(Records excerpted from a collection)
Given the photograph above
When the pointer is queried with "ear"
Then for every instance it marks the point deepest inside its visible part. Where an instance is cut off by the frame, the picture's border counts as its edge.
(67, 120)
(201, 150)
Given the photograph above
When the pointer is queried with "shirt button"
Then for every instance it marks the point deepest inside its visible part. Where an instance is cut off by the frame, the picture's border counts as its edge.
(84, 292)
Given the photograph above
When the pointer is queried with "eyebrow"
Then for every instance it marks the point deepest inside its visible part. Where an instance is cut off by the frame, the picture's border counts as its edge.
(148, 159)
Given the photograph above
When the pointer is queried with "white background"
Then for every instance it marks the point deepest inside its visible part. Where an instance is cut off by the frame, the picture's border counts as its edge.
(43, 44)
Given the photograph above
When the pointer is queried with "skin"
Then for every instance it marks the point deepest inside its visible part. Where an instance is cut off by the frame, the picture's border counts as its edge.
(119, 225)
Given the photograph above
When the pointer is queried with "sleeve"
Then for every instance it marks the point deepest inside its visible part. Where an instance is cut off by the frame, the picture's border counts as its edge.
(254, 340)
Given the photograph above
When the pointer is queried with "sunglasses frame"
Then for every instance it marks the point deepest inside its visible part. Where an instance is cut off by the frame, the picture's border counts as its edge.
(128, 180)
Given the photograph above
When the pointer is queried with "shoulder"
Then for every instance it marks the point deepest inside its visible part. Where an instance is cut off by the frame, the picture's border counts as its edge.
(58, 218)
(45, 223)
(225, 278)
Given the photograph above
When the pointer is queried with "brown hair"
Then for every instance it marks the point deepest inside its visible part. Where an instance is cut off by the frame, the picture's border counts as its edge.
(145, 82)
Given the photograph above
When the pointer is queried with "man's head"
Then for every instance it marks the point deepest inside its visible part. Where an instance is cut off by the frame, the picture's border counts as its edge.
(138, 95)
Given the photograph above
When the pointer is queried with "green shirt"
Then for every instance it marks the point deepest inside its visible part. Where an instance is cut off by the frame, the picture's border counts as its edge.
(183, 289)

**WORK TO BE COMPLETED:** Exactly reproduce all of the entries above.

**EXERCISE ANSWER:**
Given the photograph above
When the pointer is queried with "ear"
Then for every instance it marks the point deepest inside its visible part. Where an instance is cut off by the frame, the picture's border counts as its edge.
(67, 120)
(201, 150)
Given the photograph above
When the pointer is queried with "shirt button"
Then for every instance it marks the point deepest inside its visible part. Where an instance is cut off by the frame, the picture's border counts as its edge.
(84, 292)
Given the photograph above
When the pointer is queried with "eyebrow"
Then for every instance it marks the point deepest inside its visible part. Where an instance is cut off by the frame, the picture's border counts as its edge.
(148, 159)
Given the photograph above
When the pointer is queried with "white background"
Then for every instance it marks the point deepest inside its visible part. Where an instance is cut off by the frame, the picture's border counts as its edge.
(43, 44)
Given the photograph above
When the pointer is queried with "skin"
Then for every instance it marks the point deepest inside its visible part. Where an instance is cut off by the frame, the picture's border counts as its edge.
(119, 225)
Given the photograph above
When the pointer is queried with "sleeve"
Then for every instance it marks the point deepest inside its visible part. Where an instance is cut off by the frame, the picture's border counts as its edge.
(254, 340)
Given the photograph above
When the pointer is queried with "sunglasses frame"
Then for every instance it marks the point deepest inside its visible part. Where an instance is cut off by the frame, the picture's border counts as its edge.
(128, 180)
Given the photograph above
When the pointer is queried with "shoulder"
Then for every instance it marks the point deepest inside its visible part. Where an instance is cut off by the frame, the picture's border counts as its edge.
(58, 218)
(45, 223)
(225, 278)
Given the photograph above
When the pointer is queried with "brown hair"
Then for every instance it marks the point deepest inside its visible part. Where an instance is cut off by the frame, the picture's border counts as its edge.
(145, 82)
Given the photograph above
When the pointer is queried with "man's head"
Then for every instance it marks the point deepest inside its visible part. Where an instance is cut off by the frame, the picture's border counts as its edge.
(138, 95)
Given the photograph above
When the pointer is queried with "green shirt"
Then for every instance it marks the point deepest inside its visible part. Where an instance is cut off by the frame, the picture's border counts as its edge.
(183, 289)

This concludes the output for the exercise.